EXTRACTED TEXT:
┄┄┄┄┄┄┄┄┄┄

In a joint celebration of the ordination of a young deacon and the 101 st anniversary of the consecration of St Patrick's Cathedral, St Michael, three faithful members of the Church in Barbados were awarded the papal award pro ecclesia et pontifice , literally translated, "for Church and Pontiff".
Harold Cole, Lawrence Pilgrim, and Ann Kelly were honoured last November before a congregation of just about 300 persons for their service as voluntary diocesan treasurer, faithful bell-ringer and general service, and long-time catechist and educator respectively.
Cole and his wife, Hermine, are perhaps best known for their service as members of the Caribbean Service Team of the Catholic Charismatic Renewal.
Harold Cole was asked 23 years ago to help the Church organise its finances. Since then, countless evenings and weekends went into keeping the accounts for every parish in the diocese.
Chief celebrant, Bishop of Bridgetown, Malcolm Galt, paid tribute to Cole's wife and family for supporting him while he used what might have been family time in the service of the Church.
"I feel it's part of my service to the Church," Cole said, simply. "Some people give money. I give money and time."
It's a lot of work, but he is happy to continue, said 83 year-old Cole.
However, the task is not beyond the ability of younger accountants, and he would be happy to pass on the mantle when the time comes.
Lawrence Vere Pilgrim has been "part of the Cathdral landscape" for 34 years, according to Bishop Galt. Apart from ringing the bell three times daily for the Angelus, Pilgrim also looks after the collection at weekend Masses. A former Anglican, he was received into the Church on March 25, 1967 .
"I ask God to lead me to the right Church and not to be misled," he recalled.
Harold Cole, Lawrence Pilgrim, and Ann Kelly proudly wear their papal medals.
Every day, 86 year-old Pilgrim rides up on his bicycle, just about 15 minutes before the Angelus is due to be prayed, at 6 a.m., 12 noon, and 6 p.m.
At one minute to the hour, he carefully unwinds the thick rope that controls the nearly century-old bell and proceeds to herald the faithful's common prayer. Three short rings nine times, he explained, then nine single chimes.
It is said that patients at the nearby Queen Elizabeth Hospital count the hours by the bell's chimes that pierce the noise and bustle of the city, and take advantage of the call to prayer. Pilgrim knows this, and takes that responsibility seriously.
"If I don't come to church, I still come and ring the bell," he said.
The only time he missed ringing the Angelus bells was over a two-week period some years ago, when he fell and dislocated his shoulder.
Ann Kelly is a former Ursuline sister, who was sent to Barbados as a missionary in 1965. Her "mandate" from then Bishop Anthony Dickson, was to "train local leaders", and she set about training the parish catechists, and started groups for lay readers and Eucharistic ministers.
Interestingly, in her girlhood, Kelly attended an Ursuline school, and was active in a missionary society there, which collected and sent aid to, among many others, St Patrick's parish in Barbados .

┄┄┄┄┄┄┄┄┄┄

Stored data
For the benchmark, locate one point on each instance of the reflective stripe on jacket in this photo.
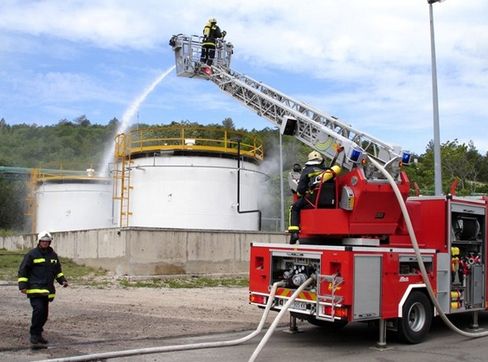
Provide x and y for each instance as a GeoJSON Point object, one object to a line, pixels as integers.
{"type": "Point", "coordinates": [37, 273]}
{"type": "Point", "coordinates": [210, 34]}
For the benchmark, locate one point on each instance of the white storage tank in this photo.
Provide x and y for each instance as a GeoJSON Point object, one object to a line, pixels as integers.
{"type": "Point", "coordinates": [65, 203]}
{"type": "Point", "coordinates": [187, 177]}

┄┄┄┄┄┄┄┄┄┄

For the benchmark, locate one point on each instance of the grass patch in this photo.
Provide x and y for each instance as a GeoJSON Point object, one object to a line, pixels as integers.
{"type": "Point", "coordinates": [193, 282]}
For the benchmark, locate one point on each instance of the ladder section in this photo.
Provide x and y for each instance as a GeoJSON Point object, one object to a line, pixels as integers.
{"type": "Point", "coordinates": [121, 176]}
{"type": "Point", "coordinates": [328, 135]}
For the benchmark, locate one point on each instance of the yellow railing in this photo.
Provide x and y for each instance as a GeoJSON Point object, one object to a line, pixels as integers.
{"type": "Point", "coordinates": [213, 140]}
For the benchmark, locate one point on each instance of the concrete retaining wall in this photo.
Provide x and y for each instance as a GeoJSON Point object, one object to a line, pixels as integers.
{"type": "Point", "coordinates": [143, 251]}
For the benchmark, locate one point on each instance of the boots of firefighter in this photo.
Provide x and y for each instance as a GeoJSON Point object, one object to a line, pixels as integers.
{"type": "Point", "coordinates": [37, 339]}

┄┄┄┄┄┄┄┄┄┄

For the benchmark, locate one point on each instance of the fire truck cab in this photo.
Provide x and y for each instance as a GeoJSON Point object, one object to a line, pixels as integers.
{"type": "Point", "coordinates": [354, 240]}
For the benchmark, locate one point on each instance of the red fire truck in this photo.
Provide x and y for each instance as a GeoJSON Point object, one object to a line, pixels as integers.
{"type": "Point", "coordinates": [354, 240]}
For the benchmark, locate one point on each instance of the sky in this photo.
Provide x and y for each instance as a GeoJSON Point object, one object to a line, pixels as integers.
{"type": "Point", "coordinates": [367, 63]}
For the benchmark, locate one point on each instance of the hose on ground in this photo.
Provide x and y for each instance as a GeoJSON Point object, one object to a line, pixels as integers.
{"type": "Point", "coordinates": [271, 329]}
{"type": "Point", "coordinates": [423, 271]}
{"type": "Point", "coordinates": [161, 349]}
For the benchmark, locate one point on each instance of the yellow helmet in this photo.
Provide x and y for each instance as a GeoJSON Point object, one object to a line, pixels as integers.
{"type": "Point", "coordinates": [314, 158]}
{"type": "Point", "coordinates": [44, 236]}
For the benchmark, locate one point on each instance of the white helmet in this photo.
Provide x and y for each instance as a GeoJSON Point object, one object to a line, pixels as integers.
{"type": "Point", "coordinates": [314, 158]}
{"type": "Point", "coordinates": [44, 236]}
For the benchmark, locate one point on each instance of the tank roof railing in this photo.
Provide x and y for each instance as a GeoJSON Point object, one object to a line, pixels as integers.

┄┄┄┄┄┄┄┄┄┄

TASK DETAILS: Reproduce word for word the part of the article on the papal awards above, between "However, the task" and "their papal medals.", inclusive.

TASK RESPONSE:
However, the task is not beyond the ability of younger accountants, and he would be happy to pass on the mantle when the time comes.
Lawrence Vere Pilgrim has been "part of the Cathdral landscape" for 34 years, according to Bishop Galt. Apart from ringing the bell three times daily for the Angelus, Pilgrim also looks after the collection at weekend Masses. A former Anglican, he was received into the Church on March 25, 1967 .
"I ask God to lead me to the right Church and not to be misled," he recalled.
Harold Cole, Lawrence Pilgrim, and Ann Kelly proudly wear their papal medals.